What you have to do: Which lines in the entries below contain the word "wooden"? Copy each of those lines in full.
-- START Material supplied --
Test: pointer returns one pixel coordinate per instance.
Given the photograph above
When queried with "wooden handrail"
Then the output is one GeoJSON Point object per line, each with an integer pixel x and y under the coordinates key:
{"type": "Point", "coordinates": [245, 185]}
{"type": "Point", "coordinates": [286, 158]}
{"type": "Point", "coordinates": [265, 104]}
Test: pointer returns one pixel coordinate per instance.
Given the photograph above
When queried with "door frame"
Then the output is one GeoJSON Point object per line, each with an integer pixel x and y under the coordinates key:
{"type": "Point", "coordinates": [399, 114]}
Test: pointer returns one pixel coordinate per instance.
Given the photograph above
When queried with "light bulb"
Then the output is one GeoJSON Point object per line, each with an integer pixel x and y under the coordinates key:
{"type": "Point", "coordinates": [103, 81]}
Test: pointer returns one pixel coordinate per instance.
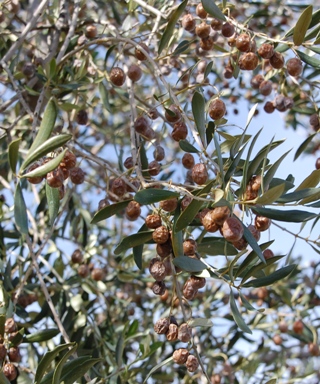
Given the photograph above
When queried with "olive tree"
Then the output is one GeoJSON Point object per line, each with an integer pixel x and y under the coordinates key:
{"type": "Point", "coordinates": [136, 214]}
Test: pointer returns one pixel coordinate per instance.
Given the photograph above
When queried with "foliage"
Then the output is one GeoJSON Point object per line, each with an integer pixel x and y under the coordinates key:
{"type": "Point", "coordinates": [113, 111]}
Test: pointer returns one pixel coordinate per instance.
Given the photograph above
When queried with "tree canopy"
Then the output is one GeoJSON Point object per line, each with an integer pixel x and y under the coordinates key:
{"type": "Point", "coordinates": [136, 211]}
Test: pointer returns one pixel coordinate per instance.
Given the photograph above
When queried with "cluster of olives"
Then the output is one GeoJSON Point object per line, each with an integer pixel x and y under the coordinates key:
{"type": "Point", "coordinates": [55, 179]}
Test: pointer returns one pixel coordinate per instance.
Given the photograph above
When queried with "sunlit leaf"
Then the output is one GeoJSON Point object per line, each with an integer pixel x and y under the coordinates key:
{"type": "Point", "coordinates": [192, 209]}
{"type": "Point", "coordinates": [47, 147]}
{"type": "Point", "coordinates": [215, 246]}
{"type": "Point", "coordinates": [303, 146]}
{"type": "Point", "coordinates": [272, 170]}
{"type": "Point", "coordinates": [292, 215]}
{"type": "Point", "coordinates": [299, 195]}
{"type": "Point", "coordinates": [213, 9]}
{"type": "Point", "coordinates": [251, 114]}
{"type": "Point", "coordinates": [132, 241]}
{"type": "Point", "coordinates": [45, 362]}
{"type": "Point", "coordinates": [189, 264]}
{"type": "Point", "coordinates": [58, 370]}
{"type": "Point", "coordinates": [278, 275]}
{"type": "Point", "coordinates": [53, 200]}
{"type": "Point", "coordinates": [198, 110]}
{"type": "Point", "coordinates": [104, 96]}
{"type": "Point", "coordinates": [75, 369]}
{"type": "Point", "coordinates": [247, 305]}
{"type": "Point", "coordinates": [13, 153]}
{"type": "Point", "coordinates": [153, 195]}
{"type": "Point", "coordinates": [251, 272]}
{"type": "Point", "coordinates": [46, 126]}
{"type": "Point", "coordinates": [253, 243]}
{"type": "Point", "coordinates": [109, 211]}
{"type": "Point", "coordinates": [183, 46]}
{"type": "Point", "coordinates": [187, 147]}
{"type": "Point", "coordinates": [311, 60]}
{"type": "Point", "coordinates": [43, 335]}
{"type": "Point", "coordinates": [168, 32]}
{"type": "Point", "coordinates": [237, 315]}
{"type": "Point", "coordinates": [20, 211]}
{"type": "Point", "coordinates": [310, 181]}
{"type": "Point", "coordinates": [208, 69]}
{"type": "Point", "coordinates": [47, 167]}
{"type": "Point", "coordinates": [271, 195]}
{"type": "Point", "coordinates": [251, 259]}
{"type": "Point", "coordinates": [200, 322]}
{"type": "Point", "coordinates": [302, 25]}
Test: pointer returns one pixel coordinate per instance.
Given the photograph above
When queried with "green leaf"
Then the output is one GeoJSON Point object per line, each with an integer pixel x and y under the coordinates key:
{"type": "Point", "coordinates": [177, 243]}
{"type": "Point", "coordinates": [219, 155]}
{"type": "Point", "coordinates": [43, 335]}
{"type": "Point", "coordinates": [247, 305]}
{"type": "Point", "coordinates": [109, 211]}
{"type": "Point", "coordinates": [208, 69]}
{"type": "Point", "coordinates": [119, 350]}
{"type": "Point", "coordinates": [60, 365]}
{"type": "Point", "coordinates": [53, 200]}
{"type": "Point", "coordinates": [46, 126]}
{"type": "Point", "coordinates": [20, 211]}
{"type": "Point", "coordinates": [13, 154]}
{"type": "Point", "coordinates": [158, 366]}
{"type": "Point", "coordinates": [3, 379]}
{"type": "Point", "coordinates": [244, 180]}
{"type": "Point", "coordinates": [254, 269]}
{"type": "Point", "coordinates": [77, 368]}
{"type": "Point", "coordinates": [303, 146]}
{"type": "Point", "coordinates": [104, 96]}
{"type": "Point", "coordinates": [250, 115]}
{"type": "Point", "coordinates": [47, 167]}
{"type": "Point", "coordinates": [280, 274]}
{"type": "Point", "coordinates": [298, 195]}
{"type": "Point", "coordinates": [132, 241]}
{"type": "Point", "coordinates": [198, 110]}
{"type": "Point", "coordinates": [232, 168]}
{"type": "Point", "coordinates": [183, 46]}
{"type": "Point", "coordinates": [153, 195]}
{"type": "Point", "coordinates": [192, 209]}
{"type": "Point", "coordinates": [290, 216]}
{"type": "Point", "coordinates": [168, 32]}
{"type": "Point", "coordinates": [210, 131]}
{"type": "Point", "coordinates": [17, 339]}
{"type": "Point", "coordinates": [271, 195]}
{"type": "Point", "coordinates": [272, 170]}
{"type": "Point", "coordinates": [315, 63]}
{"type": "Point", "coordinates": [213, 9]}
{"type": "Point", "coordinates": [252, 242]}
{"type": "Point", "coordinates": [261, 155]}
{"type": "Point", "coordinates": [200, 322]}
{"type": "Point", "coordinates": [214, 246]}
{"type": "Point", "coordinates": [137, 255]}
{"type": "Point", "coordinates": [251, 259]}
{"type": "Point", "coordinates": [310, 181]}
{"type": "Point", "coordinates": [302, 25]}
{"type": "Point", "coordinates": [48, 146]}
{"type": "Point", "coordinates": [189, 264]}
{"type": "Point", "coordinates": [237, 315]}
{"type": "Point", "coordinates": [314, 21]}
{"type": "Point", "coordinates": [45, 362]}
{"type": "Point", "coordinates": [187, 147]}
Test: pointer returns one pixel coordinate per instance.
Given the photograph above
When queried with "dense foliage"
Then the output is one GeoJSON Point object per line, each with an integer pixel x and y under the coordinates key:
{"type": "Point", "coordinates": [135, 225]}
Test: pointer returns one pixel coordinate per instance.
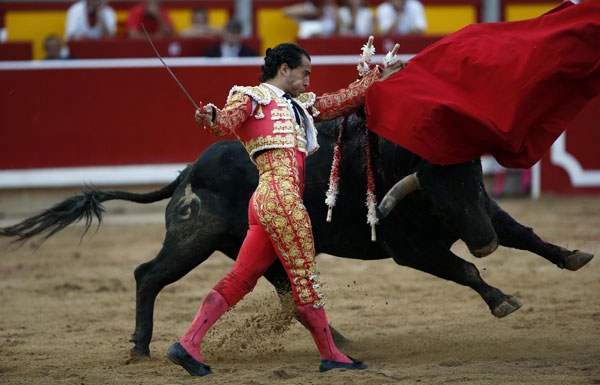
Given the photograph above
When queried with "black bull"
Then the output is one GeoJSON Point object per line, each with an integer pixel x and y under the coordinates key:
{"type": "Point", "coordinates": [208, 212]}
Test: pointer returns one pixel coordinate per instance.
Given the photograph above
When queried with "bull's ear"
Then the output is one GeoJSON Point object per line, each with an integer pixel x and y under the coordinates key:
{"type": "Point", "coordinates": [401, 189]}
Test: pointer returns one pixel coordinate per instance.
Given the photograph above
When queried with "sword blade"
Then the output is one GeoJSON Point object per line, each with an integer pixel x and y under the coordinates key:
{"type": "Point", "coordinates": [168, 69]}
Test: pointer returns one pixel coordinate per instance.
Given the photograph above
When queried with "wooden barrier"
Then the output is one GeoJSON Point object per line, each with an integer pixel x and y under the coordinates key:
{"type": "Point", "coordinates": [140, 48]}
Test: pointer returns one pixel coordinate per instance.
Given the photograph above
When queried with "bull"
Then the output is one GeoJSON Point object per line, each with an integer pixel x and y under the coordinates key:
{"type": "Point", "coordinates": [434, 207]}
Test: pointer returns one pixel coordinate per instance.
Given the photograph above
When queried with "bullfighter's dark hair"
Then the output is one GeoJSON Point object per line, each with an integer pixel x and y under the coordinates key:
{"type": "Point", "coordinates": [283, 53]}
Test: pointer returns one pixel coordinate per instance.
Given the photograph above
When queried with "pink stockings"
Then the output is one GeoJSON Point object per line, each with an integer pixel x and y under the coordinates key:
{"type": "Point", "coordinates": [214, 306]}
{"type": "Point", "coordinates": [212, 309]}
{"type": "Point", "coordinates": [256, 255]}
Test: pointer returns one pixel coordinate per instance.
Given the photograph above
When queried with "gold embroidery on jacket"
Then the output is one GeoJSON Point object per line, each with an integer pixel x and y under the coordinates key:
{"type": "Point", "coordinates": [279, 207]}
{"type": "Point", "coordinates": [231, 117]}
{"type": "Point", "coordinates": [344, 101]}
{"type": "Point", "coordinates": [280, 113]}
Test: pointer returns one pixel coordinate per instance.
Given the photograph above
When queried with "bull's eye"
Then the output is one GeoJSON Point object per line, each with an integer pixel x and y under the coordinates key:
{"type": "Point", "coordinates": [185, 211]}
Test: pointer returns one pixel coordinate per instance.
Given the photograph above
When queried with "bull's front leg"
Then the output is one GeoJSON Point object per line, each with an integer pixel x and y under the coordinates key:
{"type": "Point", "coordinates": [442, 263]}
{"type": "Point", "coordinates": [175, 260]}
{"type": "Point", "coordinates": [513, 234]}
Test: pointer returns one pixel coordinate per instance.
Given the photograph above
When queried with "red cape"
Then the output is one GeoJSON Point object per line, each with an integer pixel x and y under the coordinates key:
{"type": "Point", "coordinates": [506, 89]}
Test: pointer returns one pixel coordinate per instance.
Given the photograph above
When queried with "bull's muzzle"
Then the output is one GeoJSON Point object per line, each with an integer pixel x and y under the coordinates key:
{"type": "Point", "coordinates": [401, 189]}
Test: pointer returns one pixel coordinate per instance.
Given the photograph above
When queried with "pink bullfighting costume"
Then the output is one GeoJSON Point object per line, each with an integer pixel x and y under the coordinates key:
{"type": "Point", "coordinates": [279, 226]}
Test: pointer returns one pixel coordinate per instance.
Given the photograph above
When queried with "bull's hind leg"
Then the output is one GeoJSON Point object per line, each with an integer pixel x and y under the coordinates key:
{"type": "Point", "coordinates": [513, 234]}
{"type": "Point", "coordinates": [445, 264]}
{"type": "Point", "coordinates": [172, 263]}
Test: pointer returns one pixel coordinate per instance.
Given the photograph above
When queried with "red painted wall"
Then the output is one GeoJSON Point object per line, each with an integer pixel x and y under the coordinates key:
{"type": "Point", "coordinates": [118, 116]}
{"type": "Point", "coordinates": [583, 143]}
{"type": "Point", "coordinates": [129, 116]}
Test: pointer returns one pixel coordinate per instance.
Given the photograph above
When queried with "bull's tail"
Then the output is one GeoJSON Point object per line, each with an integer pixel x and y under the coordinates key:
-- END Material supplied --
Reply:
When queried with "wooden handrail"
When queried with "wooden barrier"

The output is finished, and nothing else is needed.